ACTIONS TO TAKE:
(1) Reproduce the full reply about mixed-alphabet identifiers, character for character.
(2) Collect every line of the listing that contains the word "window".

Start PAGE EXTRACT

On 13.10.11 10:10, Dmitry A. Kazakov wrote:

> How is "acceβ" worse than "acceß"? 

The first identifier mixes two different "alphabets";
The second identifier uses variant spelling.
The second identifier can be changed without debate.
This is how "acceβ" worse than "acceß".

The first identifier, mixing two "alphabets", is
like a literal mixing Roman numerals and Arabic numerals
to form a single numeric literal:

   Some_Year : constant := MCD92;

Yeah, that's fun. And there are no Chinese digits
in it, so Europeans and Americans will likely recognize the
intent. But otherwise? What's the point when mixing two
numeric alphabets?


>>>    type Acceß_Type is access Integer;
>>>    type Access_Type is access String;
>>
>> I'd prefer them to be the same in this particular 
>> case, since the Swiss model (which is without ß)
>> is working.
> 
> What is the reason for them to be same?

"the Swiss model (which is without ß) is working."

End PAGE EXTRACT
Start INPUT

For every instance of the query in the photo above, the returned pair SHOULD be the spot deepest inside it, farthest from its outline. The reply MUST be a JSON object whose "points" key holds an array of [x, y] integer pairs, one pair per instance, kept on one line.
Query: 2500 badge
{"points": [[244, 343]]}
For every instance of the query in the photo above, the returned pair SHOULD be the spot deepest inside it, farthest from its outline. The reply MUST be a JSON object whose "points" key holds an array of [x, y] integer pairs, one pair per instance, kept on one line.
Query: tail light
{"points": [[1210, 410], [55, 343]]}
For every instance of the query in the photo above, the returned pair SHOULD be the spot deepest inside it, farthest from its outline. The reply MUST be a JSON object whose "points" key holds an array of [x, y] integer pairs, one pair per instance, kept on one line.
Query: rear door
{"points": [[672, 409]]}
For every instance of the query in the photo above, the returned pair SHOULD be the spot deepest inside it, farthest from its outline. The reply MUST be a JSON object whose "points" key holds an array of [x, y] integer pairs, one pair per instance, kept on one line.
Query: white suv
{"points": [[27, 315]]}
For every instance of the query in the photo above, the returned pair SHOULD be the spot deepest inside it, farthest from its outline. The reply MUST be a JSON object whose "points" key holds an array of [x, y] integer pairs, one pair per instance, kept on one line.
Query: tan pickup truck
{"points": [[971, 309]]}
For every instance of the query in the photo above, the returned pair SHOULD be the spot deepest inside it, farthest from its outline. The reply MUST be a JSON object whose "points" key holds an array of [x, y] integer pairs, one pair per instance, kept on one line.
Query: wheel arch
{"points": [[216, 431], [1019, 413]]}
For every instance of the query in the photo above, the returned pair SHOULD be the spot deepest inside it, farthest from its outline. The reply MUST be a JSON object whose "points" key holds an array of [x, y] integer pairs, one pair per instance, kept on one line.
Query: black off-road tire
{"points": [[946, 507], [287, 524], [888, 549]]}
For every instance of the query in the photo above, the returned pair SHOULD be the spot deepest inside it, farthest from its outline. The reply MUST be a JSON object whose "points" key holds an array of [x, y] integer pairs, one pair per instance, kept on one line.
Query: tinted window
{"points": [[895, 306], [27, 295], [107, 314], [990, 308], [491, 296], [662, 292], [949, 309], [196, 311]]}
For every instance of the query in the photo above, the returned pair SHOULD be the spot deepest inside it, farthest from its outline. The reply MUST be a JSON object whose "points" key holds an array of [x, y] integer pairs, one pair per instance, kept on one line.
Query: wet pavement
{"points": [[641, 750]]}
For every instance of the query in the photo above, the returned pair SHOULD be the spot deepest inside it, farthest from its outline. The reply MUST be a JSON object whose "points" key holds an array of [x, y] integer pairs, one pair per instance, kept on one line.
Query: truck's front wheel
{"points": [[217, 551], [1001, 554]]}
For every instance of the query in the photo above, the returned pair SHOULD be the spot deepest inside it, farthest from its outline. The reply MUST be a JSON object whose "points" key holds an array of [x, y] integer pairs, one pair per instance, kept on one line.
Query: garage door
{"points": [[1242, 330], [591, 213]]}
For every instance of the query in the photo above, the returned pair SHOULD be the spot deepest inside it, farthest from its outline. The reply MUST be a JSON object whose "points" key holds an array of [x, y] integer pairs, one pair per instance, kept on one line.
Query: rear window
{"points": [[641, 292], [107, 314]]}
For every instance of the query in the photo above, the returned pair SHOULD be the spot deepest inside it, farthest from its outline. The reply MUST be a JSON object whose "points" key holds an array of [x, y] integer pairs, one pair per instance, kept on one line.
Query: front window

End INPUT

RESULTS:
(1)
On 13.10.11 10:10, Dmitry A. Kazakov wrote:

> How is "acceβ" worse than "acceß"? 

The first identifier mixes two different "alphabets";
The second identifier uses variant spelling.
The second identifier can be changed without debate.
This is how "acceβ" worse than "acceß".

The first identifier, mixing two "alphabets", is
like a literal mixing Roman numerals and Arabic numerals
to form a single numeric literal:

   Some_Year : constant := MCD92;

Yeah, that's fun. And there are no Chinese digits
in it, so Europeans and Americans will likely recognize the
intent. But otherwise? What's the point when mixing two
numeric alphabets?


>>>    type Acceß_Type is access Integer;
>>>    type Access_Type is access String;
>>
>> I'd prefer them to be the same in this particular 
>> case, since the Swiss model (which is without ß)
>> is working.
> 
> What is the reason for them to be same?

"the Swiss model (which is without ß) is working."

(2)
Query: tinted window
Query: rear window
Query: front window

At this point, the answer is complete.